What this exercise asks:
#1 Return the part of the user agent text starting with "### 1.6. Parsing" and going on through "x: parse(x).browser.family, StringType())", copied word for word.
#2 List every new column name that the user agent text passes to withColumn.

-- START OF Source text --

String should be:	 Björk
String currently is:	 Björk


### 1.6. Parsing user agent

In [17]:
# Create the parsing functions with the user_agents library

get_browser     = udf(lambda x: parse(x).browser.family, StringType())
get_os          = udf(lambda x: parse(x).os.family, StringType())
get_device      = udf(lambda x: parse(x).device.family, StringType())
get_is_phone    = udf(lambda x: 1 if parse(x).is_mobile else 0, IntegerType())
get_is_tablet   = udf(lambda x: 1 if parse(x).is_tablet else 0, IntegerType())
get_is_computer = udf(lambda x: 1 if parse(x).is_pc else 0, IntegerType())

In [18]:
df_log_valid = df_log_valid \
    .withColumn('browser', get_browser('userAgent')) \
    .withColumn('os', get_os('userAgent')) \
    .withColumn('device', get_device('userAgent')) \
    .withColumn('isPhone', get_is_phone('userAgent')) \
    .withColumn('isTablet', get_is_tablet('userAgent')) \
    .withColumn('isComputer', get_is_computer('userAgent'))

-- END OF Source text --
-- START OF Source excerpt --

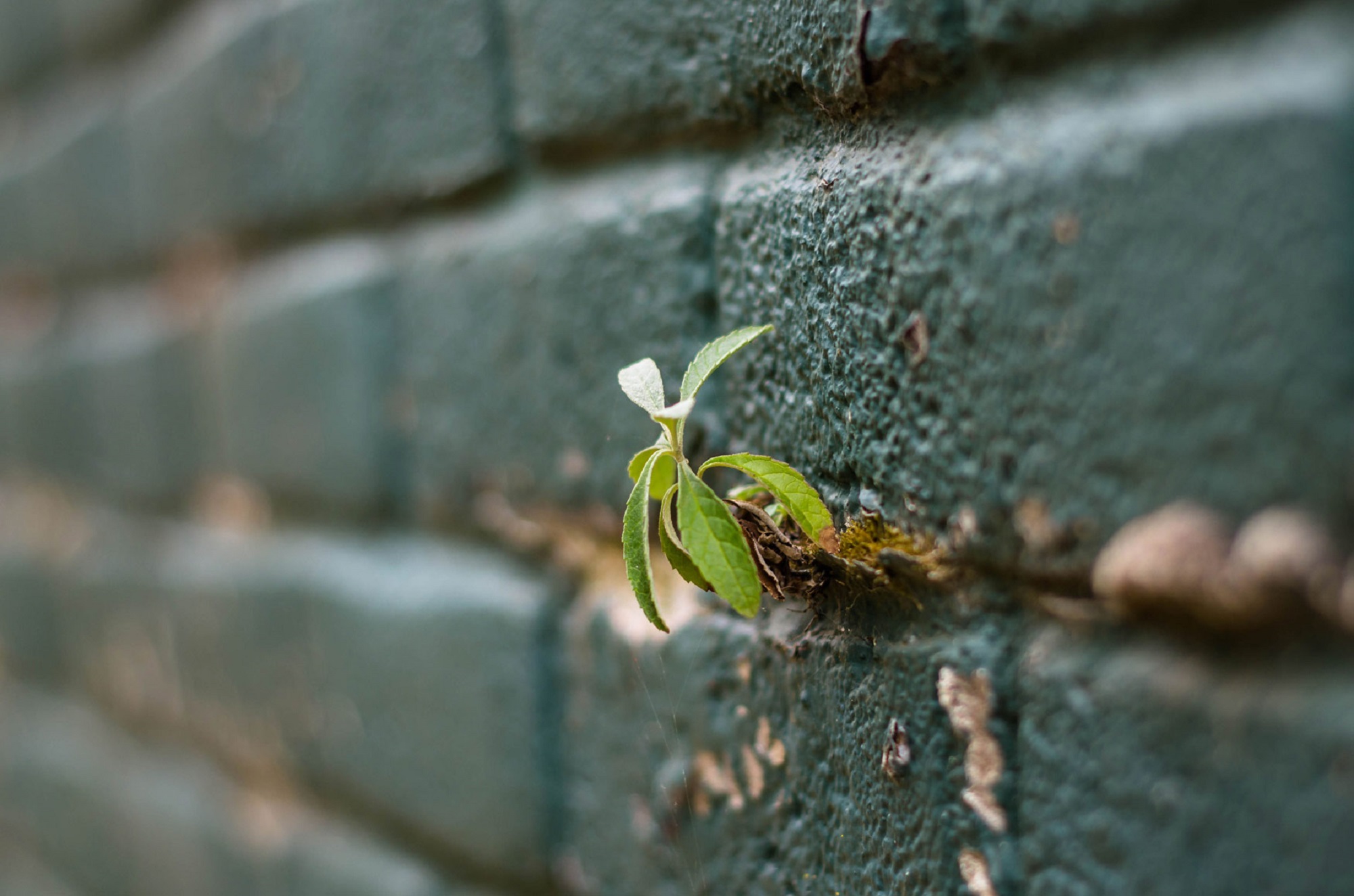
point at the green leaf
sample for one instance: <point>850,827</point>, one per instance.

-- END OF Source excerpt --

Task responses:
#1
### 1.6. Parsing user agent

In [17]:
# Create the parsing functions with the user_agents library

get_browser     = udf(lambda x: parse(x).browser.family, StringType())

#2 browser, os, device, isPhone, isTablet, isComputer